• _Work required_
Please check every line of the listing for "brick" and copy each line where it is found.

• _Data extract_
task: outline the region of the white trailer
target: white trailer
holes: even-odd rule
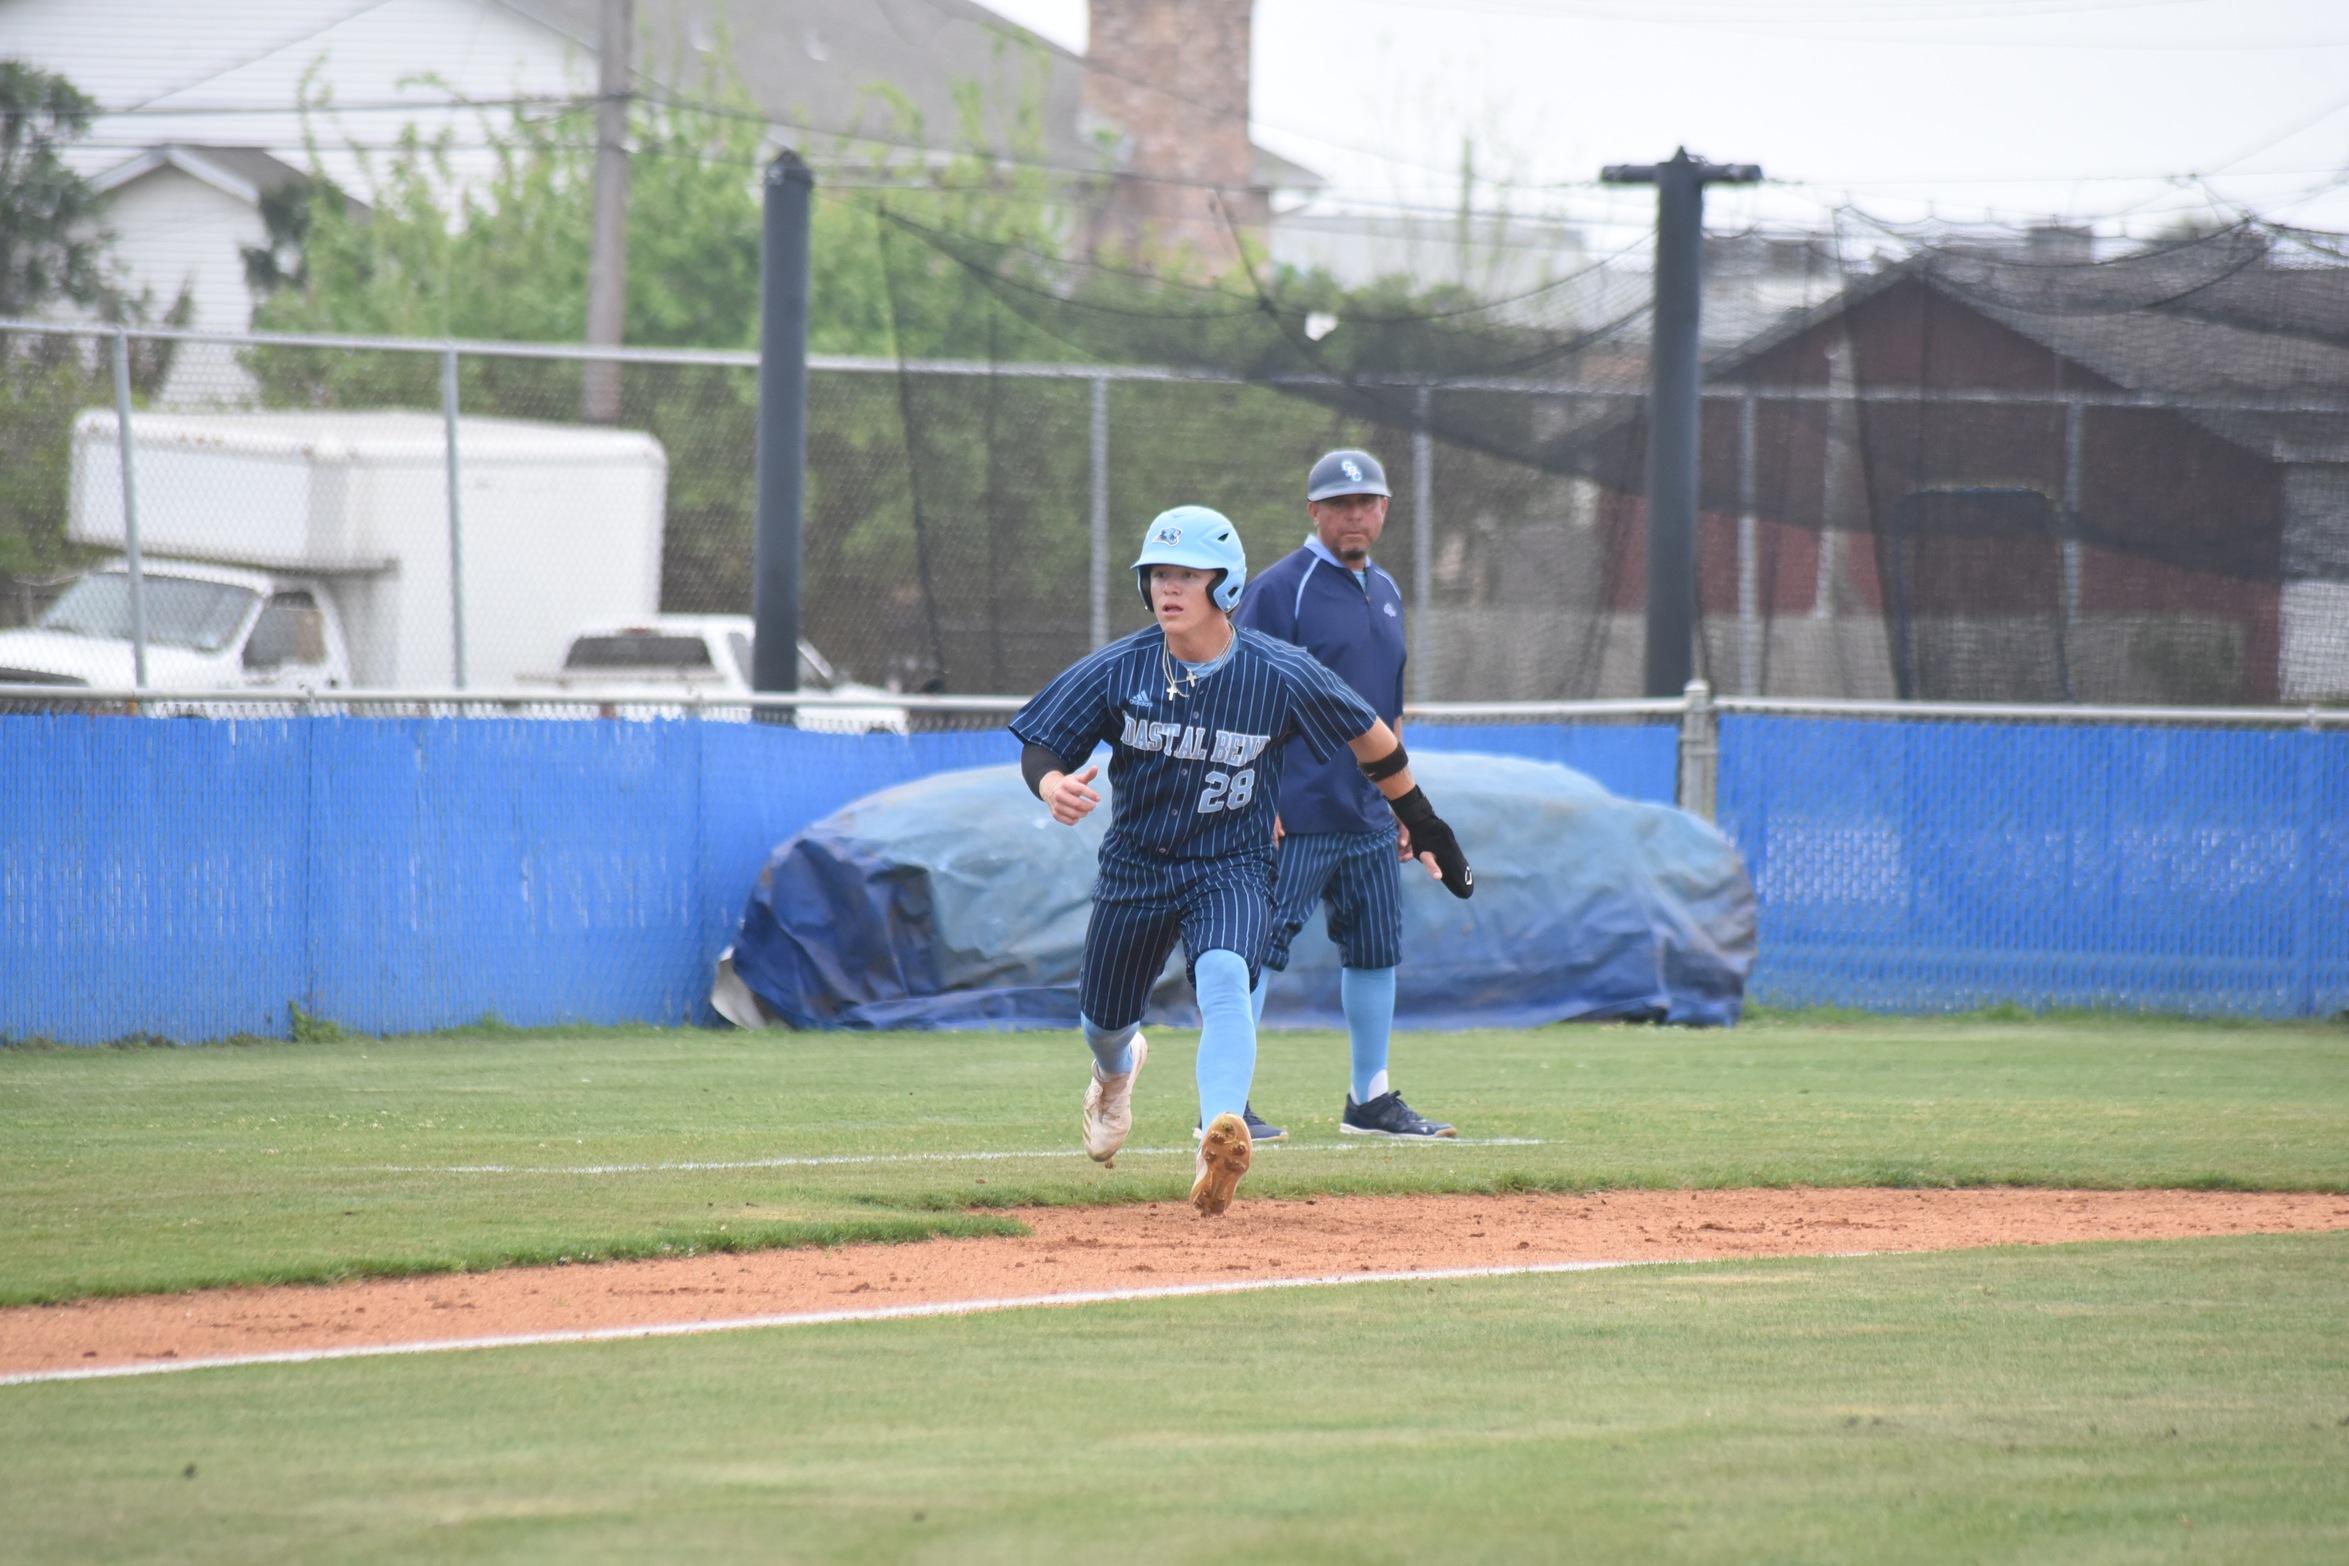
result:
[[[354,686],[454,686],[460,591],[476,689],[549,667],[583,622],[660,607],[668,459],[637,431],[462,419],[453,507],[437,412],[136,414],[131,431],[143,573],[233,566],[323,593]],[[127,548],[111,410],[75,421],[71,505],[74,542]],[[242,671],[222,685],[263,683]]]

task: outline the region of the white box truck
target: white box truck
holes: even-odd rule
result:
[[[147,683],[457,683],[447,426],[435,413],[151,413],[131,421]],[[668,459],[630,430],[459,421],[465,683],[510,690],[583,622],[660,607]],[[75,421],[75,543],[125,545],[111,410]],[[127,559],[0,632],[0,684],[132,684]]]

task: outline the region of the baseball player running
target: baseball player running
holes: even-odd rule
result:
[[[1403,727],[1403,592],[1370,558],[1386,526],[1386,470],[1367,451],[1333,451],[1305,478],[1313,532],[1248,584],[1233,622],[1293,642],[1338,674],[1387,725]],[[1338,1120],[1355,1136],[1422,1141],[1453,1135],[1403,1102],[1387,1080],[1395,1022],[1395,965],[1403,956],[1398,862],[1414,847],[1378,790],[1354,767],[1331,764],[1294,742],[1281,758],[1280,874],[1272,937],[1253,996],[1289,965],[1289,943],[1326,905],[1338,948],[1353,1081]]]
[[[1316,761],[1351,751],[1428,873],[1455,896],[1474,887],[1458,840],[1378,714],[1303,649],[1233,625],[1247,580],[1239,533],[1220,512],[1162,512],[1134,560],[1156,623],[1064,670],[1010,725],[1028,786],[1064,825],[1101,802],[1090,786],[1100,769],[1087,758],[1110,746],[1115,798],[1078,987],[1093,1051],[1085,1151],[1106,1164],[1133,1129],[1134,1079],[1149,1056],[1142,1012],[1180,939],[1200,1017],[1204,1134],[1191,1205],[1208,1217],[1231,1205],[1252,1157],[1241,1118],[1256,1070],[1249,991],[1272,921],[1288,743]]]

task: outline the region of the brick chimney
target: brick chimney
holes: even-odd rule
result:
[[[1084,123],[1106,133],[1119,177],[1086,223],[1086,248],[1140,247],[1194,271],[1235,258],[1224,211],[1261,242],[1270,213],[1248,140],[1255,0],[1088,0]],[[1217,203],[1223,204],[1219,210]]]

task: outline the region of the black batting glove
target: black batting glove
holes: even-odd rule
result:
[[[1444,890],[1454,897],[1471,897],[1476,892],[1476,872],[1469,868],[1468,856],[1460,851],[1460,840],[1435,813],[1435,806],[1427,802],[1425,791],[1414,788],[1401,799],[1389,800],[1395,819],[1403,823],[1411,834],[1414,854],[1435,855],[1436,873],[1443,877]]]

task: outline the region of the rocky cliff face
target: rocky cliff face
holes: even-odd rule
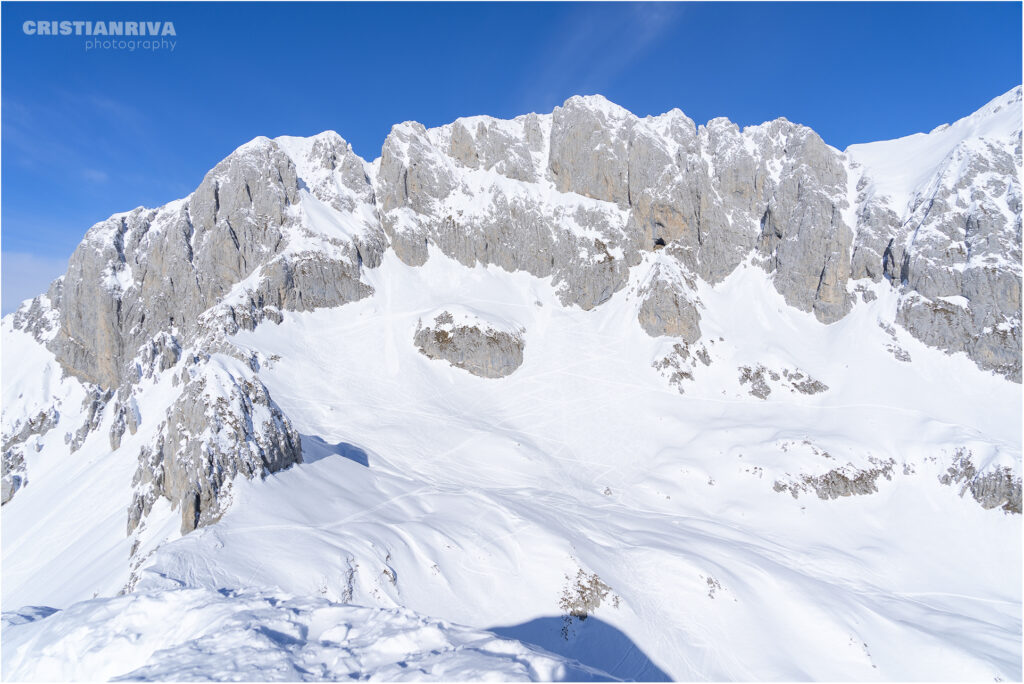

• _Task response_
task: outline the region of the brick chimney
target: brick chimney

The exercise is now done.